» WHAT IS BEING ASKED
Write what comes next in the passage below about the worm wheel, spiral spring and lever.

The lever 10 is rotatably connected to the output element 5. Usually, the common axis 7 is used. Since the lever 10 engages over the spiral spring 9, the spiral spring 9 is held in the interstice between the output element 5 and the lever 10. In addition, the end of the inner spring leg 9a is secured in the opening 10a of the lever 10.

The worm wheel 5 has a contour 11 which interacts with the spiral spring 9. The contour 11, like the spiral spring 9 and the lever 10, is located on the rear side of the worm wheel 5, whereas the operating contour 8 described above with reference to FIG. 1 is arranged on the front side of the worm wheel 5.

The overall design is such that the contour 11 can interact both with the outer spring leg 9b of the spiral spring 9 and with the lever 10 and thus the inner spring leg 9a of the spiral spring 9. In the scope of the exemplary embodiment, the contour 11 is designed as an arcuate contour, the radius of which is adapted to the radius of the circular worm wheel 5.

In this way, a counterclockwise and clockwise rotation of the worm wheel 5 indicated in FIG. 2 results in the contour 11 in question interacting with either the lever 10 and thus the inner spring leg 9a or the outer spring leg 9b of the spiral spring 9.

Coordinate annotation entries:
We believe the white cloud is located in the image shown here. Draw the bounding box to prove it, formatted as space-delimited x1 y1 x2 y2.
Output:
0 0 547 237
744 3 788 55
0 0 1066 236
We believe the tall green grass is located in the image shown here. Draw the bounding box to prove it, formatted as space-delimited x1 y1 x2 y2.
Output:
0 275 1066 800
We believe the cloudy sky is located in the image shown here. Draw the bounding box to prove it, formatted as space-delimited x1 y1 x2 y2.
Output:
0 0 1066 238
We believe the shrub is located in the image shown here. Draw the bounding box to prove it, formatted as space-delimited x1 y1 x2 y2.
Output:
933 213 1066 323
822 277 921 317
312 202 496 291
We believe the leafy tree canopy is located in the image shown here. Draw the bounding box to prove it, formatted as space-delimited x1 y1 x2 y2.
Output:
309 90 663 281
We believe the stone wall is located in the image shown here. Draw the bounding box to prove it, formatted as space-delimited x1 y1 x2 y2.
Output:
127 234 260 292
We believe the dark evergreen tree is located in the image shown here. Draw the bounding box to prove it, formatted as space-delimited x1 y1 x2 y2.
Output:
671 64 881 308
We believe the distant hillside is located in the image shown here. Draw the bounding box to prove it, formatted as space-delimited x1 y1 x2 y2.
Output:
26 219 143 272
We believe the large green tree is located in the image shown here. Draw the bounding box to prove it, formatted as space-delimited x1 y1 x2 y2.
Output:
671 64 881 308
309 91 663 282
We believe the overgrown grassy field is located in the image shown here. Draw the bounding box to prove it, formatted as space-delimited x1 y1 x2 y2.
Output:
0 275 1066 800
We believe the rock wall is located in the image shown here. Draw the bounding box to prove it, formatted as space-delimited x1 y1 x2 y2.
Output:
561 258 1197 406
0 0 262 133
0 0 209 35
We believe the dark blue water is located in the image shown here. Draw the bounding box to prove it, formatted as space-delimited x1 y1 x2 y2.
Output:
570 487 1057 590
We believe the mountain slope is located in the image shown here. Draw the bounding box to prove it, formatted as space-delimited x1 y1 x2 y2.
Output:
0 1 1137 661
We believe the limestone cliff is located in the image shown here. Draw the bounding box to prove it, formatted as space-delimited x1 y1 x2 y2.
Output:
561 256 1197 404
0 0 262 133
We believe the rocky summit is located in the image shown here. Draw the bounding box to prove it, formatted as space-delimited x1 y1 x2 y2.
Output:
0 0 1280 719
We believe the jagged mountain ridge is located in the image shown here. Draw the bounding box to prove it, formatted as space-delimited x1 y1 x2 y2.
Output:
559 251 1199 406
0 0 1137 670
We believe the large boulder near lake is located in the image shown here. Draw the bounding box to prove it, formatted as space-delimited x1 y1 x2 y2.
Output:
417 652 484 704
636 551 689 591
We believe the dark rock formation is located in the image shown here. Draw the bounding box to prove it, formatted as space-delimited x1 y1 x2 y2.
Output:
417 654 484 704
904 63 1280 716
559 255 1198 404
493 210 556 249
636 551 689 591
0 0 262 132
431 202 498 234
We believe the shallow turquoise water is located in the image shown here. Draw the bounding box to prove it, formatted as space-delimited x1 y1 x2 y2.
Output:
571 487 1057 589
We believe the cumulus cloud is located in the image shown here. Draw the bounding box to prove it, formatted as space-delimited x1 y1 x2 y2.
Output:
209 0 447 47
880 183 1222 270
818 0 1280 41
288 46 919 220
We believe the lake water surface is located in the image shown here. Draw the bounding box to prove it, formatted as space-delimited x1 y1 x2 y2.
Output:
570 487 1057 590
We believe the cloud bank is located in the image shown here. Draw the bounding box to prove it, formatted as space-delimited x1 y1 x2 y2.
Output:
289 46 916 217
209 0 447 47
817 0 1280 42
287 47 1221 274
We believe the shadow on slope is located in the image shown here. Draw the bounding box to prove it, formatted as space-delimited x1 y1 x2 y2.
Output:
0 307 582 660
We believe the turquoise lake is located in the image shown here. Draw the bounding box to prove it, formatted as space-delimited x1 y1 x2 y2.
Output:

» RESPONSE TO THE TASK
If, for example, the worm wheel 5 according to the rear view of FIG. 2 is driven with the aid of the electric motor 4 so that it executes a counterclockwise movement, then the contour 11 ensures that the lever 10 is also pivoted counterclockwise. As a result of this, the spiral spring 9 is tensioned by being wound, proceeding from the inner spring leg 9a, and the lever 10 moves away from an associated stop 12. In contrast, the outer spring leg 9b remains in the idle state due to its abutment with a further associated stop 13.

If, however, the worm wheel 5 is acted upon in a clockwise direction in the representation according to FIG. 2, the contour 11 works on the outer spring leg 9b and lifts it off the associated further stop 13. Subsequently, the inner spring leg 9a remains in the idle state via the lever 10 due to its abutment with the stop 12. In both cases, the spiral spring 9 is wound up both proceeding from the inner spring leg 9a and from the outer spring leg 9b and is tensioned as a result. As soon as the worm wheel 5 is no longer acted upon in the example shown, the spiral spring 9 can relax and the inner spring leg 9a or the connected lever 10 moves against the associated stop 12. The same applies to the outer spring leg 9b, which abuts against the associated stop 13 when the spiral spring 9 is relaxed.

The worm wheel 5 on the one hand and the spiral spring 9 on the other hand are designed independently of one another. In other words, the spiral spring 9 is held in abutment with the output element or worm wheel 5 with the aid of the lever 10, for example, but is not coupled to the worm wheel 5 in any way. As a result, the spiral spring 9 can be wound up and unwound as described both proceeding from the inner spring leg 9a and from the outer spring leg 9b with the aid of the worm wheel 5 or the contour 11 attached to it.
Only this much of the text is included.